▶ _Task instructions_
An exact copy of the records is needed; please leave the images out.

= = = =

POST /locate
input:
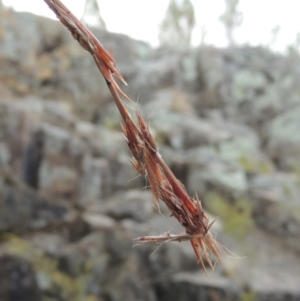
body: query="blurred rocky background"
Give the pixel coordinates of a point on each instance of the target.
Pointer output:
(227, 122)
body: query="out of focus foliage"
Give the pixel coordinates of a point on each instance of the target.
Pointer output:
(177, 26)
(231, 18)
(92, 14)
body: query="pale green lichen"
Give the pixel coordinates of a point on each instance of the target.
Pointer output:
(49, 277)
(236, 217)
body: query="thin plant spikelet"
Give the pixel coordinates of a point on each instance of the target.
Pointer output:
(146, 158)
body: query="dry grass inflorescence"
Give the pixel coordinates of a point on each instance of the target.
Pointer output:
(146, 158)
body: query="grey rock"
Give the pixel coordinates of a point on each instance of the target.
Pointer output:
(17, 280)
(185, 286)
(283, 141)
(22, 210)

= = = =

▶ _Answer to this problem_
POST /locate
input:
body: query="blurred rocky background"
Give the pixel coordinates of a point on each instance of the target.
Pointer output:
(227, 122)
body: query="out of focus foliage"
Give the pixel coordinates of a point on each instance of the target.
Pointer output:
(177, 26)
(231, 18)
(92, 14)
body: query="pale green lichen"
Give the pixel coordinates of a point on each instance of the target.
Pointer output:
(49, 277)
(236, 217)
body: query="thin plant spikelet"
Give the pixel coordinates of a point on each instance of the target.
Pointer output:
(146, 158)
body: query="dry grass inflorescence"
Give the pixel coordinates of a point on each instance of the target.
Pointer output:
(146, 158)
body: query="grey rock"
Give the pixel coordinates of a point on each instance of the target.
Pointer output:
(17, 280)
(185, 286)
(283, 141)
(22, 210)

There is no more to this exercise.